----- PASSAGE FOURNI -----

[Amazon] Comment, quand et pourquoi le géant du e-commerce tombera

Publié le 14 août 2019 | 9 min de lecture

Il est extrêmement innovant, constamment disruptif et centré sur ses clients. Son fondateur iconique est l'un des hommes les plus riches de l'histoire. Sa trajectoire de croissance est si vertigineuse que les marques de tous les secteurs n'ont d'autre choix que de s'y associer ou de subir l'angoisse de lui faire concurrence. On le craint, on l'admire, on le déteste même, mais surtout, il semble invincible.

Bien que cela puisse sembler une description appropriée du géant américain du e-commerce Amazon, ce sont précisément les types de superlatifs utilisés, il n'y a pas si longtemps, pour décrire un autre commerçant - auprès duquel le fondateur d'Amazon, Jeff Bezos, a forgé une grande partie de sa philosophie de mise sur le marché : Walmart.

----- LIGNES DE DONNÉES -----

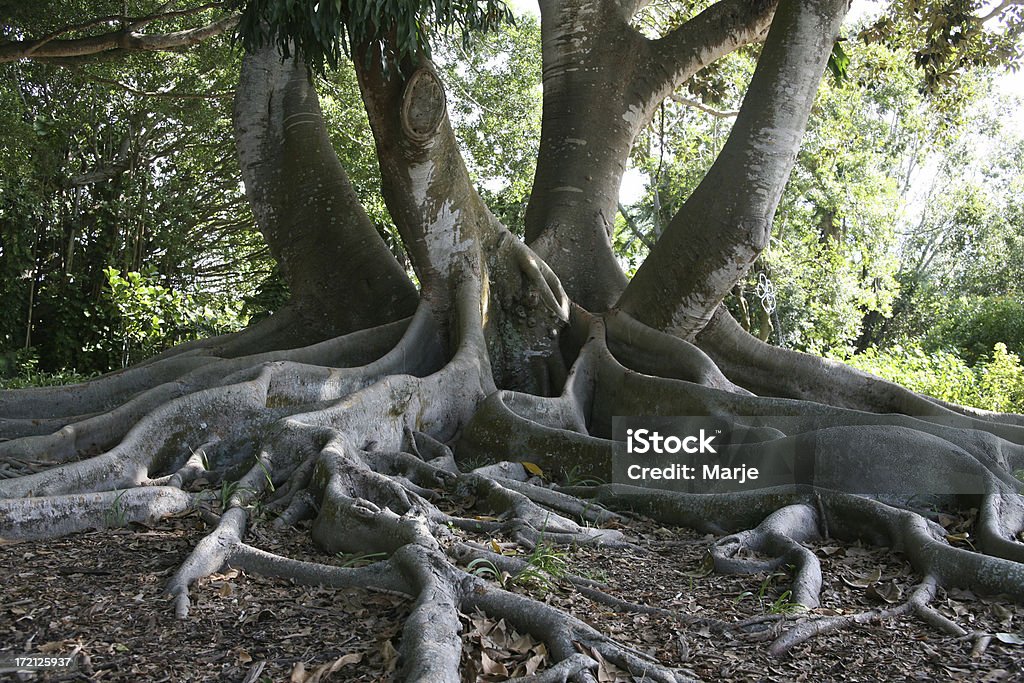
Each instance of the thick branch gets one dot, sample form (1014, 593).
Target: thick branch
(723, 226)
(721, 29)
(305, 205)
(127, 39)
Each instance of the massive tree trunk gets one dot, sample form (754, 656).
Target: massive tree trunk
(365, 418)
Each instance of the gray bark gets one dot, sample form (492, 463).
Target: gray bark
(305, 206)
(725, 223)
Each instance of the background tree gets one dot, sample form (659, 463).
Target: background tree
(345, 404)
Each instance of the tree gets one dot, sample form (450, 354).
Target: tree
(360, 403)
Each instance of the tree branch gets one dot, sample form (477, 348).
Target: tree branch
(725, 223)
(161, 93)
(125, 39)
(697, 104)
(711, 35)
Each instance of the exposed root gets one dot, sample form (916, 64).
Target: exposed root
(27, 518)
(364, 452)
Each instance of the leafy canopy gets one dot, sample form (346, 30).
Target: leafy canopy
(322, 32)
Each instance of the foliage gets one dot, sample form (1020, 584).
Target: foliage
(126, 164)
(995, 384)
(154, 316)
(495, 100)
(324, 31)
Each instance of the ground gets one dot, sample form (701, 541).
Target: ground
(100, 594)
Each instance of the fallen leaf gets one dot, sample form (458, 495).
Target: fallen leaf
(491, 667)
(863, 581)
(532, 469)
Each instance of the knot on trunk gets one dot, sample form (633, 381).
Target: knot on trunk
(423, 107)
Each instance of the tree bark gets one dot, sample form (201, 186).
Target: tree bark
(341, 274)
(725, 223)
(602, 83)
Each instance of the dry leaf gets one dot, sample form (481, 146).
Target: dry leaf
(491, 667)
(532, 469)
(390, 656)
(863, 581)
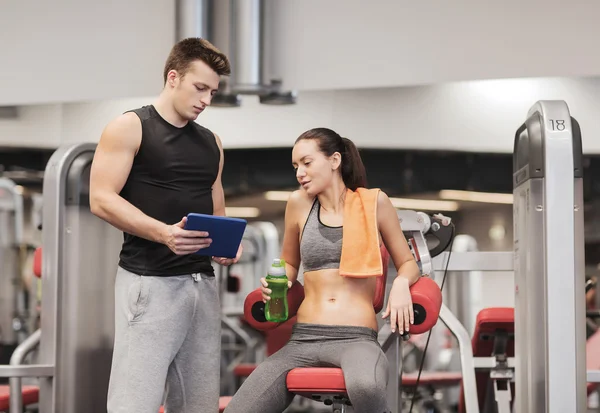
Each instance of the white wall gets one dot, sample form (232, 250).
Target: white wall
(469, 116)
(37, 126)
(339, 44)
(75, 50)
(78, 50)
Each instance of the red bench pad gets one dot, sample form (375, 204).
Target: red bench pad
(308, 380)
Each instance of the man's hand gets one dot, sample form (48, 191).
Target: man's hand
(182, 241)
(229, 261)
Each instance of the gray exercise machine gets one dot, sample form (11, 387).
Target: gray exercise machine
(548, 369)
(77, 324)
(12, 304)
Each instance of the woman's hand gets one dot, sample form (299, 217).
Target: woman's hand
(266, 291)
(399, 307)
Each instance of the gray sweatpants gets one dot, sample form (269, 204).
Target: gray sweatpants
(167, 342)
(354, 349)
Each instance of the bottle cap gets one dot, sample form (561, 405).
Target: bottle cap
(278, 262)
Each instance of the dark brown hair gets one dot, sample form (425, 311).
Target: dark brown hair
(194, 48)
(353, 170)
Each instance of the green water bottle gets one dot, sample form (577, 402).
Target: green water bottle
(276, 309)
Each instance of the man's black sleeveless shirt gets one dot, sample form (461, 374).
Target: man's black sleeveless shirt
(171, 176)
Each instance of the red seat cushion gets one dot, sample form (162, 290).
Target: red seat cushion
(592, 348)
(37, 262)
(490, 321)
(321, 380)
(31, 395)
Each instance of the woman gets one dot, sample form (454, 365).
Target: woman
(336, 322)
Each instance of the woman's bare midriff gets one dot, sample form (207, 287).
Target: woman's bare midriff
(335, 300)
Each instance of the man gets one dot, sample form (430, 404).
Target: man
(153, 166)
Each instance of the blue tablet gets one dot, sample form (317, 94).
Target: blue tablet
(226, 233)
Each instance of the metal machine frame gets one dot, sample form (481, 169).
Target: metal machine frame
(547, 260)
(13, 309)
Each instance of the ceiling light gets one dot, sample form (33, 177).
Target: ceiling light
(424, 204)
(242, 212)
(470, 196)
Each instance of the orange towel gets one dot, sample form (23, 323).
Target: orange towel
(361, 254)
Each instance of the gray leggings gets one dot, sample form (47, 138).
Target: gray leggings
(354, 349)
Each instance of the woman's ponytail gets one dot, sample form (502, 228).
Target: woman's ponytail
(353, 170)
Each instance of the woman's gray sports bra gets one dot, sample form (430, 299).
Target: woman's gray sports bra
(320, 245)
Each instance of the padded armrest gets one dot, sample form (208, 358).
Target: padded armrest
(254, 308)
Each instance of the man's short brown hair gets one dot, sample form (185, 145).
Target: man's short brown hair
(194, 48)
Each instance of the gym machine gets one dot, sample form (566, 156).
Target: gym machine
(79, 263)
(12, 291)
(538, 348)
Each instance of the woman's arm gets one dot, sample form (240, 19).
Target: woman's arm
(290, 250)
(399, 307)
(395, 241)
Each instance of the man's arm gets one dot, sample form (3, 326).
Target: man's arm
(218, 193)
(111, 166)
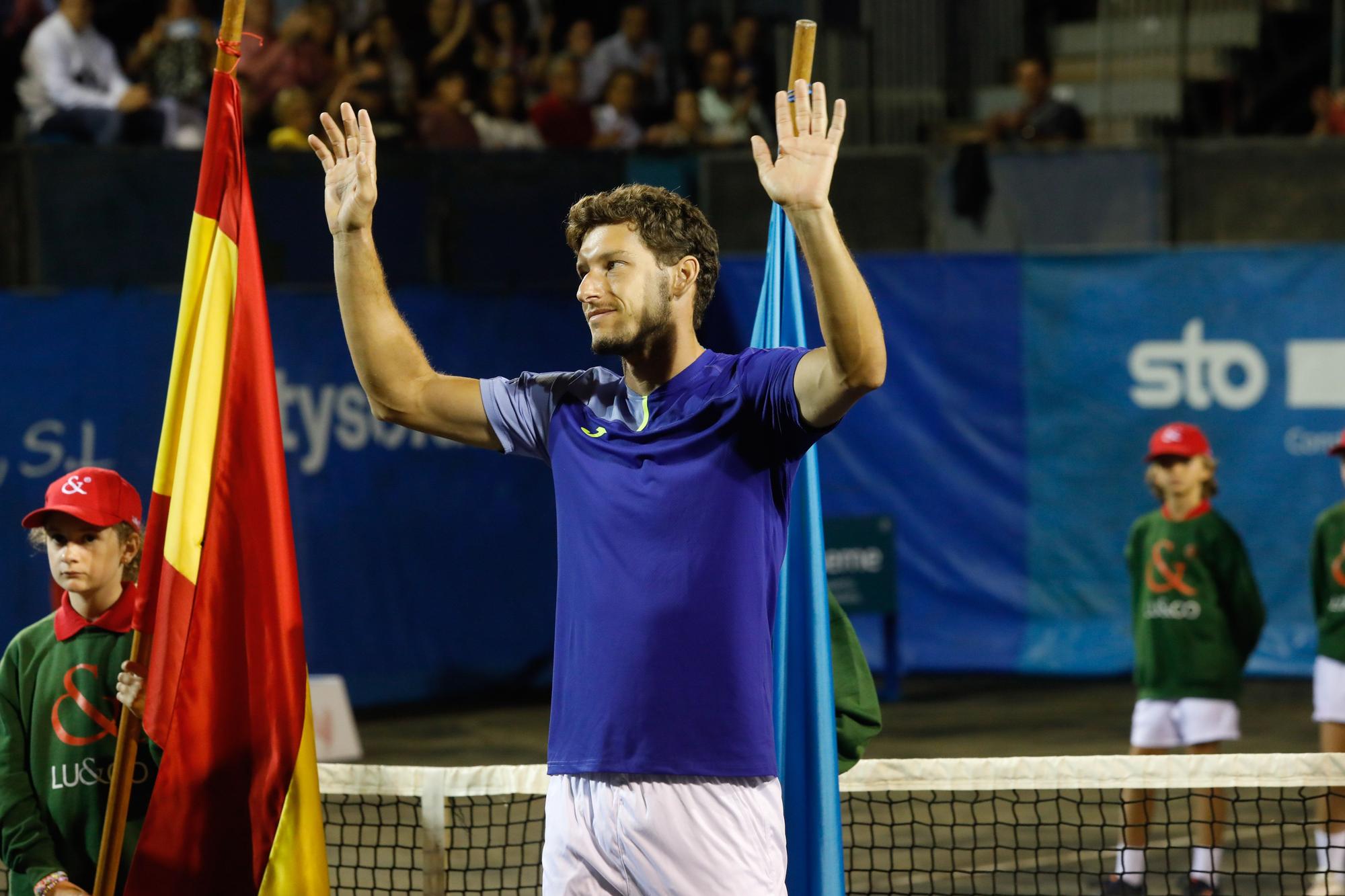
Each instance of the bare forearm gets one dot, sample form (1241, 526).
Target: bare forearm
(849, 319)
(388, 357)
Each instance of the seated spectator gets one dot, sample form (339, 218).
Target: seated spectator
(579, 46)
(502, 126)
(177, 57)
(307, 53)
(442, 45)
(630, 48)
(73, 88)
(295, 120)
(696, 48)
(500, 44)
(384, 44)
(1330, 114)
(1042, 118)
(685, 130)
(560, 116)
(614, 122)
(445, 120)
(728, 110)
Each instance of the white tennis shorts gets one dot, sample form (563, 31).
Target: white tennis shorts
(653, 834)
(1164, 724)
(1328, 690)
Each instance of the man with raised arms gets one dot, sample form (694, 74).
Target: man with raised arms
(672, 499)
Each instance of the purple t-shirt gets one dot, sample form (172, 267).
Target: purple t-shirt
(672, 513)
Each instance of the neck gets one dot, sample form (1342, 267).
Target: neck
(654, 365)
(92, 604)
(1180, 506)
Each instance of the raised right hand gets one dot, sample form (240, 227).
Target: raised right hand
(352, 169)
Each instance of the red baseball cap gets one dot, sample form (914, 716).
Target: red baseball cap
(1183, 440)
(96, 495)
(1339, 448)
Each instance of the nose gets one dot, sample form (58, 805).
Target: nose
(591, 287)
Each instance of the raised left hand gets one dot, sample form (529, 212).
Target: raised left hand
(801, 177)
(131, 688)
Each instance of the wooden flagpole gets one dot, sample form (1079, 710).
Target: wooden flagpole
(801, 60)
(128, 728)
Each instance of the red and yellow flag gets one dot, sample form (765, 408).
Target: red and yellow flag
(236, 806)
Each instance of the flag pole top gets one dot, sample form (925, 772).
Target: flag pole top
(231, 33)
(801, 60)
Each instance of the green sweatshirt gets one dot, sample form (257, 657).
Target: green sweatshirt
(1328, 568)
(59, 716)
(859, 713)
(1196, 607)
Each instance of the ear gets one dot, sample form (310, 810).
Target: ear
(684, 276)
(131, 548)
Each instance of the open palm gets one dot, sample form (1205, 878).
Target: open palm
(801, 177)
(352, 188)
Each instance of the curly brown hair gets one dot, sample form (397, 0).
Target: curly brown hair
(669, 225)
(38, 540)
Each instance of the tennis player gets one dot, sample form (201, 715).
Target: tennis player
(1328, 571)
(672, 498)
(1198, 615)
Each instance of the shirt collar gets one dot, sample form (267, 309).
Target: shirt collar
(1199, 510)
(116, 618)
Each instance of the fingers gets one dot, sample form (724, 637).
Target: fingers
(348, 118)
(322, 153)
(837, 124)
(762, 155)
(367, 138)
(783, 127)
(365, 171)
(334, 135)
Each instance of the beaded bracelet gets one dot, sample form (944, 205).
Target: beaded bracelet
(49, 883)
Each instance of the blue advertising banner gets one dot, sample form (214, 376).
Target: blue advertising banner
(1247, 345)
(1005, 446)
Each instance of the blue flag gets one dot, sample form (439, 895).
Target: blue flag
(805, 696)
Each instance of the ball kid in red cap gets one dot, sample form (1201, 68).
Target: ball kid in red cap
(1198, 615)
(59, 724)
(1327, 561)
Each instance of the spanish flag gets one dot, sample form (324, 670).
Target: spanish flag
(236, 807)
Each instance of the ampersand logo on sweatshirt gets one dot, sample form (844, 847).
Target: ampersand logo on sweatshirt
(73, 704)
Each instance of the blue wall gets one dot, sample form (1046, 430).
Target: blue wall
(1005, 443)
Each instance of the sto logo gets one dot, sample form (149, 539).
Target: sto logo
(1174, 577)
(106, 724)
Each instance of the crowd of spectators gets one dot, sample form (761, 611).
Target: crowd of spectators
(492, 75)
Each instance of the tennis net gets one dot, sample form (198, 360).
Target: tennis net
(931, 826)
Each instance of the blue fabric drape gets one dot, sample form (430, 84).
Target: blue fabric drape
(805, 700)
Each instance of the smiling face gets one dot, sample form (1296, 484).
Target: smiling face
(85, 559)
(625, 291)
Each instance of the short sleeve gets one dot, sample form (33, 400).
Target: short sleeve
(766, 377)
(521, 411)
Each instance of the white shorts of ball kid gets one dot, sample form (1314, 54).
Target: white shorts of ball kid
(1328, 690)
(654, 834)
(1164, 724)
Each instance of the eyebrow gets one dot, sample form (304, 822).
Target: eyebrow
(614, 253)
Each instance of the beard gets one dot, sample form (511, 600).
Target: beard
(638, 334)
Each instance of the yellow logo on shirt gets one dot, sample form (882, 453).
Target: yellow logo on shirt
(1174, 576)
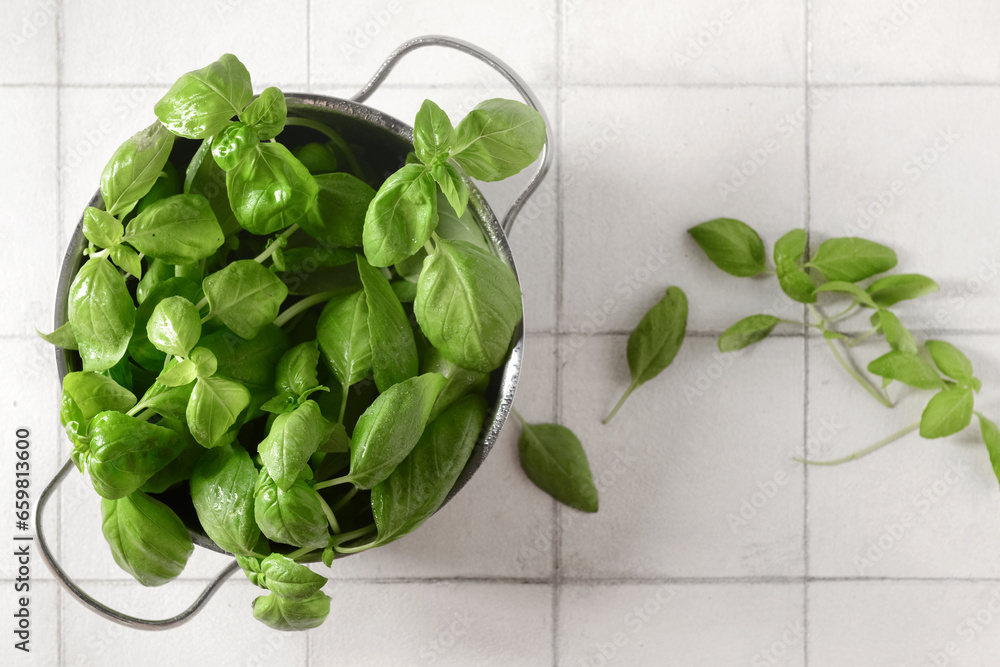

-----

EXERCICE PROPOSÉ
Restituez mot pour mot le passage de l'article sur Amazon qui commence par « Bien que cela » et se poursuit jusqu'à « marché : Walmart. ».

RÉPONSE À L'EXERCICE
Bien que cela puisse sembler une description appropriée du géant américain du e-commerce Amazon, ce sont précisément les types de superlatifs utilisés, il n'y a pas si longtemps, pour décrire un autre commerçant - auprès duquel le fondateur d'Amazon, Jeff Bezos, a forgé une grande partie de sa philosophie de mise sur le marché : Walmart.